REQUIRED ACTION:
Look through the data below. Show each line where the string "interior" occurs.

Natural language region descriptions

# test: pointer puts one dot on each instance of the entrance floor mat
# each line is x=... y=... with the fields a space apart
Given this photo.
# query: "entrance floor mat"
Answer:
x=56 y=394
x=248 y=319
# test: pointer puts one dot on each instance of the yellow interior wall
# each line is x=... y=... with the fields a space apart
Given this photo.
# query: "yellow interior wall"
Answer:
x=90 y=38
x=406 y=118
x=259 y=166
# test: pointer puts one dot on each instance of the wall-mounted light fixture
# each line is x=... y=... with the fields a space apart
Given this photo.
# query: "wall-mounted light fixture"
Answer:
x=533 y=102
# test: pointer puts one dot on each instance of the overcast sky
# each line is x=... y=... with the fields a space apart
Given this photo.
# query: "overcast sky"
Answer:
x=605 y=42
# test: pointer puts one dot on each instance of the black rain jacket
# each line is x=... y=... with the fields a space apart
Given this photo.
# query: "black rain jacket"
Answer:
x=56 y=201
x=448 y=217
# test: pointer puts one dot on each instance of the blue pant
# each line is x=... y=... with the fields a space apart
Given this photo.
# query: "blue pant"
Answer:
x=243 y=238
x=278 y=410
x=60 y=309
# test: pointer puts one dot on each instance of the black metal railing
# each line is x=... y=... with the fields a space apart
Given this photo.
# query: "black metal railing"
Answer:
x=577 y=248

TASK RESULT:
# test: pointer puts one dot on each instance of the yellow interior wall
# query: "yellow interior wall"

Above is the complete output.